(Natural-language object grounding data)
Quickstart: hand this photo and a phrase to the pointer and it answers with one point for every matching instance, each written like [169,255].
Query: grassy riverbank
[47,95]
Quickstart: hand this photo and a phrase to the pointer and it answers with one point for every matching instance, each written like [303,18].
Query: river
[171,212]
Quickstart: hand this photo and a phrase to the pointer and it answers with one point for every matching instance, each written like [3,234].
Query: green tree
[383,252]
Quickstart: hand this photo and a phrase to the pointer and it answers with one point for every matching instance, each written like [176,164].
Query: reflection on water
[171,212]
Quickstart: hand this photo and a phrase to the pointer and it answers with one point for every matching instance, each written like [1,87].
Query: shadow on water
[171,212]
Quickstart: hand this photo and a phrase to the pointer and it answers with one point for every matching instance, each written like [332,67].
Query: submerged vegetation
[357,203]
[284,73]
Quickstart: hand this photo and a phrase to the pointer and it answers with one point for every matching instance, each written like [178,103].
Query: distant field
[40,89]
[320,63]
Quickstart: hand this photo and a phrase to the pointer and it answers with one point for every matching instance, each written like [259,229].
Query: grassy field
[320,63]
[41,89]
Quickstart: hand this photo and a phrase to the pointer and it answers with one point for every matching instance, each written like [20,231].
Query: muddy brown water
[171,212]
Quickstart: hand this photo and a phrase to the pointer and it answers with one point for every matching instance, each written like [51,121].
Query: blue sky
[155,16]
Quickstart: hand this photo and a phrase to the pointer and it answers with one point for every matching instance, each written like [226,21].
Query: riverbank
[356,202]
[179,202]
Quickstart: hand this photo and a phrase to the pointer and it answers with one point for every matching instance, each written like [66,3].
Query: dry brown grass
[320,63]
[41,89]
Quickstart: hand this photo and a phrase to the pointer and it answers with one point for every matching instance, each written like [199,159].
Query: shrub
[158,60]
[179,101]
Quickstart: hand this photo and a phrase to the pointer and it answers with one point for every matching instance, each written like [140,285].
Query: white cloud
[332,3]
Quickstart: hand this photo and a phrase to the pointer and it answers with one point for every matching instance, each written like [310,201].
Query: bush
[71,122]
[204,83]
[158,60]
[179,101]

_Work instruction_. An exact copy of all the records above is the required answer.

_Response area_.
Quickstart: hand this photo and a phrase to the pointer and it answers with one point for every matching instance, each written like [169,255].
Query: grassy riverbank
[47,95]
Quickstart: hand this photo and a phrase to the pointer and it answers with one point for every matching instance, each written like [303,18].
Query: river
[171,212]
Quickstart: hand this photo and a phrase to the pointer and it answers with one point for every matching instance, each written like [3,234].
Query: green tree
[383,252]
Quickstart: hand this photo and a phrase to the pointer and it answers with one point for every matching instance, each written like [176,164].
Query: reflection on water
[171,212]
Quickstart: hand this photo and a phrase to the pointer and it answers with one point for every matching instance, each written like [1,87].
Query: shadow on water
[171,212]
Quickstart: hand this photo and a phrase to the pointer and it answers with one point for every matching instance, each written like [332,67].
Query: submerged vegetation
[357,203]
[284,73]
Quickstart: hand this photo and a phrase to the pointer and it answers with one point for every matching instance, each written like [178,103].
Query: distant field
[40,89]
[320,63]
Quickstart: hand this photo and a phrase to the pointer and it answers with one point for every matching instance, each written like [259,229].
Query: grassy field
[320,63]
[41,89]
Quickstart: hand this photo and a phrase to the pointer and it answers with one point for every matching instance, each written like [20,231].
Query: muddy brown water
[171,212]
Quickstart: hand this photo and a phrase to the pointer and it answers with one point for every matching instance, each written like [51,121].
Query: blue sky
[155,16]
Quickstart: hand this photo and a phrase to the pointer and it answers with one point for every matching instance, each written like [226,21].
Query: riverbank
[356,202]
[179,202]
Quickstart: hand this photo and a phrase to the pointer and it answers with one point for every matching instance, each written like [66,3].
Query: dry brown grass
[320,63]
[41,89]
Quickstart: hand this photo and a phrase to the pointer and it answers with one point for every matching instance, each written like [199,159].
Query: shrub
[158,60]
[179,101]
Quickstart: hand this photo and a phrase to the pointer and it answers with one point for every matching instance, each written like [140,285].
Query: white cloud
[332,3]
Quickstart: hand this photo and a phrase to the pointer and it answers with one point for every matching instance, each written like [310,201].
Query: bush
[71,122]
[204,83]
[158,60]
[179,101]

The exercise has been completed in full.